-------- RECORDS FOR PROCESSING --------
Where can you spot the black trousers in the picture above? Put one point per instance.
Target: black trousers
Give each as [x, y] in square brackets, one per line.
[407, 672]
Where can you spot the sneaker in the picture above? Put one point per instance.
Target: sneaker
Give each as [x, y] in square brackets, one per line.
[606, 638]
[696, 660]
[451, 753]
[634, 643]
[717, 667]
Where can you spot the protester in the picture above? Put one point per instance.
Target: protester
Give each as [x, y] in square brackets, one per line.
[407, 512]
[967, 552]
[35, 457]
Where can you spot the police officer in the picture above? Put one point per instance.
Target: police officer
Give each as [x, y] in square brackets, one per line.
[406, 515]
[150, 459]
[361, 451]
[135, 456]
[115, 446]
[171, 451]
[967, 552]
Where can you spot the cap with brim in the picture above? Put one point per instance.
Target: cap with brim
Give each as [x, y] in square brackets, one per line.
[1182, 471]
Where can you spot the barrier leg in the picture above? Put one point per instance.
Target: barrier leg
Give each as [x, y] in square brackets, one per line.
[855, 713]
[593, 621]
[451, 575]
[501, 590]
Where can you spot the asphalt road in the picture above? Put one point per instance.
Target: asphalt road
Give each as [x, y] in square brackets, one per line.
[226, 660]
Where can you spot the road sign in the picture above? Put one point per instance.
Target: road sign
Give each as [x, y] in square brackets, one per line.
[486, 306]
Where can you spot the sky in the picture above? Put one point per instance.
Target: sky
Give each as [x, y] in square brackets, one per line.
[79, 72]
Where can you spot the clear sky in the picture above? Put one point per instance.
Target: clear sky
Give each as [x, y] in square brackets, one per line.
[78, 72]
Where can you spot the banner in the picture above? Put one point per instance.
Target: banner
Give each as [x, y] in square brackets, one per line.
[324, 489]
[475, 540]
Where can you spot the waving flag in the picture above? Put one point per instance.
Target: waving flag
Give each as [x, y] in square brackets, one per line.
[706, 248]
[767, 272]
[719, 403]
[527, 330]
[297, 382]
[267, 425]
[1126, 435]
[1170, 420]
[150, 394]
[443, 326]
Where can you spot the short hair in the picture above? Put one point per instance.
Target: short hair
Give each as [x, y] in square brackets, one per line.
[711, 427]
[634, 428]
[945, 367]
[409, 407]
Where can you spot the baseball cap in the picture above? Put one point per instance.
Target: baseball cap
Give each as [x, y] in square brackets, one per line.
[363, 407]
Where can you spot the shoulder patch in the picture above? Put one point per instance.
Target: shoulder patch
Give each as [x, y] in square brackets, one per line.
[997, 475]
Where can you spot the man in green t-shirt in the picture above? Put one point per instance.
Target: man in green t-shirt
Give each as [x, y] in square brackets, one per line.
--------
Print again the material above, limited to the lines from the one holding "Where can you spot the short" through the last, inclusive.

IN RESPONSE:
Where can you spot the short hair in the picture above? Put one point per instance.
Target: short hair
Give each as [x, y] in square brackets, one per line.
[711, 427]
[634, 428]
[945, 367]
[409, 407]
Where can you spot the baseball cap in the picture above? Put one point per instance.
Target: baseball cap
Give each as [x, y] in square brackets, one per line.
[363, 407]
Where can you spot the shoulder patch in the picture above? Put one point per instance.
Target: shoulder patch
Give each as [x, y] in square brackets, one per line.
[997, 475]
Where can you spot the man in green t-shirt in the picture above? Put one point per instance.
Target: man in green t-shirt
Give each as [x, y] in square brackets, one per line.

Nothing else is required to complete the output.